◆ **PROBLEM TO SOLVE**:
Repeat everything in the data exactly except images.

◆ **LISTED RECORDS**:
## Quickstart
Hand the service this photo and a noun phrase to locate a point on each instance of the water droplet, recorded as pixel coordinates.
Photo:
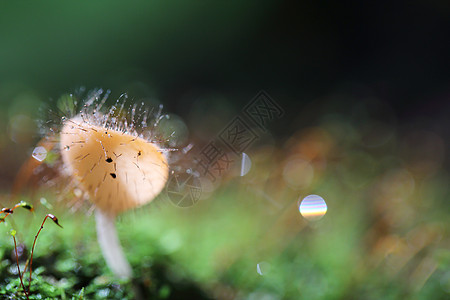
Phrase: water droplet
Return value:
(246, 164)
(263, 268)
(313, 207)
(39, 153)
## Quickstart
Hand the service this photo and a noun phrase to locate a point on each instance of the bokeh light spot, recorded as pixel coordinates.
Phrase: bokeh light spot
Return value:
(313, 207)
(39, 153)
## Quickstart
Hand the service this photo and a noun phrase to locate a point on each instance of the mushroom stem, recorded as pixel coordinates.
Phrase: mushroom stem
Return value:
(110, 245)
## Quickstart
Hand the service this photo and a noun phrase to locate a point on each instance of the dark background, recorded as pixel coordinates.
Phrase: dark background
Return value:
(311, 57)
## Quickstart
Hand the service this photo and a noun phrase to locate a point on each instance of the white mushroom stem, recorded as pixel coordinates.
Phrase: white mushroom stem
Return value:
(110, 245)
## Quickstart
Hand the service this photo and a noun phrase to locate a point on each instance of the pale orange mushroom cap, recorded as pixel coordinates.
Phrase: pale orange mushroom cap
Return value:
(119, 171)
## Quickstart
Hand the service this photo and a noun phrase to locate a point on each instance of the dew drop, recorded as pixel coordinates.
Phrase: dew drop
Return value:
(313, 207)
(39, 153)
(263, 268)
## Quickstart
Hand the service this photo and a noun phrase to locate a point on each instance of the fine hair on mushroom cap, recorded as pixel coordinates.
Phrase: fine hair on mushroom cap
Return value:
(115, 157)
(119, 171)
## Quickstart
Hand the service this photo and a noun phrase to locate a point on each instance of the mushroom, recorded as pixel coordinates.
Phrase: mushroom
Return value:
(119, 171)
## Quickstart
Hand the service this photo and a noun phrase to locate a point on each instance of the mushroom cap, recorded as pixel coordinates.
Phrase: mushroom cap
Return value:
(119, 171)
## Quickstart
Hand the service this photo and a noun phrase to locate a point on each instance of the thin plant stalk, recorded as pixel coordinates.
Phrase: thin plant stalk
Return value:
(18, 268)
(34, 243)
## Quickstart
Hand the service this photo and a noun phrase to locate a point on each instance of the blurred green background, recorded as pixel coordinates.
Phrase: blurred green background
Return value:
(365, 91)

◆ **OUTPUT OF THE EXERCISE**:
## Quickstart
Hand the service this photo and a noun phrase to locate a point on each instance of the water droplet, recorded as pixel coordinates.
Photo:
Phrase: water droplet
Return value:
(246, 164)
(263, 268)
(313, 207)
(39, 153)
## Quickstart
Hand the service this photo and a noun phrase to locate a point on each instance of the bokeh light spot, recorded as pixel coordinates.
Phrase: bokeh light spot
Return value:
(313, 207)
(39, 153)
## Quickstart
Hand the service this photo and a noun phrase to locate a point on each instance of the mushroom stem, recorded as pixel coordinates.
Phrase: mushroom stem
Return value:
(110, 245)
## Quickstart
Hand the service this photo and a noun phrase to locate a point on each instance of the dark background, recorded as pixel coordinates.
Phrase: dark background
Return value:
(311, 57)
## Quickstart
Hand the service this photo and a noun phrase to locate a point on each instance of the white mushroom stem, recorded as pixel coordinates.
Phrase: white mushroom stem
Return value:
(110, 245)
## Quickstart
Hand the service this photo and a noun phrase to locate a point on each instance of the pale orange mushroom cap, recorded as pixel coordinates.
Phrase: pale orange mushroom cap
Return value:
(119, 171)
## Quickstart
Hand the service this photo and a noun phrase to locate a point on each instance of the dew drop, recorded as pixel coordinates.
Phrase: dew drop
Return value:
(313, 207)
(39, 153)
(263, 268)
## Quickstart
Hand the service this photo and a noun phrase to locate a point on each instance of the fine hair on mushroom cap, recorded as pixel coordinates.
Phrase: fine hair on mushroom cap
Return value:
(115, 157)
(119, 171)
## Quickstart
Hand the service this photo and a noun phrase to locate a point on each instance of the mushroom, recorded as pixel coordinates.
Phrase: mushroom
Return value:
(119, 171)
## Quickstart
Hand the service this photo and a noun phrase to locate a point on each instance of the mushroom cap, recorded as pixel coordinates.
Phrase: mushroom cap
Return value:
(119, 171)
## Quickstart
Hand the service this photo and a noun phrase to locate a point on each instance of the thin plant stalk, recorded as pixel coordinates.
Phrase: thin plant stalk
Return value:
(18, 268)
(34, 243)
## Quickstart
Hand the service this photo and a noun phrase to locate a point on each instance of the blurred green background, recorded as pixel coordinates.
Phrase: blurred green background
Return value:
(365, 91)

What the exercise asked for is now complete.